Task requirements: The copy has to match the data exactly and leave out every picture.

______________________________

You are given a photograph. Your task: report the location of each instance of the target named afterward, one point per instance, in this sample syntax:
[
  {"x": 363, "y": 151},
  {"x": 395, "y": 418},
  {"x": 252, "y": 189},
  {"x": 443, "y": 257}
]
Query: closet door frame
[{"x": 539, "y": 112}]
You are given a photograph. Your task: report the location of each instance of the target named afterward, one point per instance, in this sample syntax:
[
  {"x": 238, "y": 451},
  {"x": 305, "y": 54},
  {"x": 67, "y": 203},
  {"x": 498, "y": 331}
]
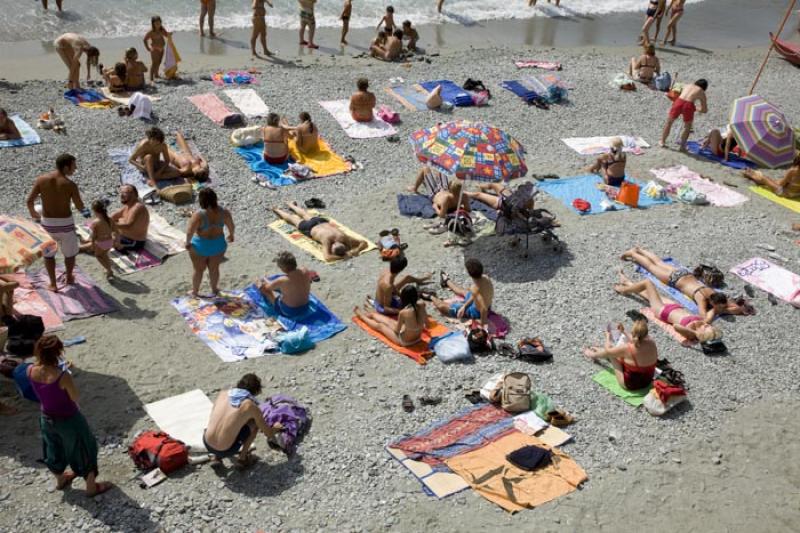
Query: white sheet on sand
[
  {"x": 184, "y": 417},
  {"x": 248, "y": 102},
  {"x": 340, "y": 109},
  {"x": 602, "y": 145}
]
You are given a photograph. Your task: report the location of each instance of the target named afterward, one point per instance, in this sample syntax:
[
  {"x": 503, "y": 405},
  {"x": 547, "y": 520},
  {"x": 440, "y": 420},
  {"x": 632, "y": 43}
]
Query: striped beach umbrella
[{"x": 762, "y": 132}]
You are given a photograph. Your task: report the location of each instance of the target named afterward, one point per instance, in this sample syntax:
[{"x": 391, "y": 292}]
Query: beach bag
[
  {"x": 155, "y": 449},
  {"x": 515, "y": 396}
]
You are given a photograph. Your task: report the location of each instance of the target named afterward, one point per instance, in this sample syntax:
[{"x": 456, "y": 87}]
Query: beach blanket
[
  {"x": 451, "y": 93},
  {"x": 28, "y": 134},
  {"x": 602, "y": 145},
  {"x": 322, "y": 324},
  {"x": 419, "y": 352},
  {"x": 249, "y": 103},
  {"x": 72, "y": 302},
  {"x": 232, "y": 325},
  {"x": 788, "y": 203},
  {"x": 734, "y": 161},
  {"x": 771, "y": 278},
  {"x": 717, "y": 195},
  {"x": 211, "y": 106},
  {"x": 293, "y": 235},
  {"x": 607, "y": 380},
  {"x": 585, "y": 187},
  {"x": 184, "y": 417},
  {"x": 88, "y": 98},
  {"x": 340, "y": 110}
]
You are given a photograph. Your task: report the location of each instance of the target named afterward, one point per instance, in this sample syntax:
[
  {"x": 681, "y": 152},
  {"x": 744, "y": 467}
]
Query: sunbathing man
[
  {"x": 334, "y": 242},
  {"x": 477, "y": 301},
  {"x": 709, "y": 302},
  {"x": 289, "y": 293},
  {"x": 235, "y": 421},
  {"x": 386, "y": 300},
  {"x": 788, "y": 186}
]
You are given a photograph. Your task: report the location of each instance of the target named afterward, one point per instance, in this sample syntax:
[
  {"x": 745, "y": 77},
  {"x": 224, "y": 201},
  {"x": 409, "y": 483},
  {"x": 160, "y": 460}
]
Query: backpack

______________________________

Exercise response:
You are given a photograph. Your task: report the location of each instance of the target named afterward, one point per instance, in this sample syntax:
[
  {"x": 363, "y": 151},
  {"x": 395, "y": 418},
  {"x": 252, "y": 189},
  {"x": 443, "y": 257}
]
Query: closet door frame
[{"x": 539, "y": 112}]
You are given a photograph. Your task: report the location of each instance of the target named afterward, one point per instance, in this sample syntax:
[
  {"x": 238, "y": 451},
  {"x": 305, "y": 54},
  {"x": 67, "y": 203},
  {"x": 498, "y": 331}
]
Query: white sheet on sand
[
  {"x": 184, "y": 417},
  {"x": 248, "y": 102},
  {"x": 340, "y": 109},
  {"x": 602, "y": 145}
]
You are given a photograph. Your task: report the location of each instance of the target named afterward, one point per instance, in this sample syntax:
[
  {"x": 503, "y": 405},
  {"x": 547, "y": 520},
  {"x": 440, "y": 420},
  {"x": 632, "y": 43}
]
Query: striped beach umbrella
[{"x": 762, "y": 132}]
You are given a photograph. Your task: report the location of each instance of the target named afterward, one point per instance, in this sample syntax:
[{"x": 391, "y": 292}]
Query: beach bag
[
  {"x": 155, "y": 449},
  {"x": 515, "y": 396}
]
You are given a photograph. Your task: report the location of each instance of the target named afterward, one point per instance, in this sample syntax:
[{"x": 456, "y": 87}]
Query: beach blanket
[
  {"x": 451, "y": 93},
  {"x": 28, "y": 134},
  {"x": 602, "y": 145},
  {"x": 322, "y": 324},
  {"x": 419, "y": 352},
  {"x": 249, "y": 103},
  {"x": 72, "y": 302},
  {"x": 232, "y": 325},
  {"x": 788, "y": 203},
  {"x": 734, "y": 161},
  {"x": 771, "y": 278},
  {"x": 717, "y": 195},
  {"x": 211, "y": 106},
  {"x": 293, "y": 235},
  {"x": 607, "y": 380},
  {"x": 585, "y": 187},
  {"x": 184, "y": 417},
  {"x": 88, "y": 98},
  {"x": 340, "y": 110}
]
You are given a photograph. Your task: report the location of each instance of the target named afterward, one point per instance, in this sample syntax:
[
  {"x": 681, "y": 152},
  {"x": 744, "y": 467}
]
Query: sunbathing man
[
  {"x": 334, "y": 242},
  {"x": 477, "y": 301},
  {"x": 709, "y": 302},
  {"x": 289, "y": 293},
  {"x": 235, "y": 421},
  {"x": 386, "y": 300},
  {"x": 788, "y": 186}
]
You are given a photograph. Your task: report the location of each instance of the target named afterward, one point per instance, in this sample syntax:
[
  {"x": 745, "y": 77},
  {"x": 224, "y": 201},
  {"x": 409, "y": 483},
  {"x": 160, "y": 460}
]
Query: backpack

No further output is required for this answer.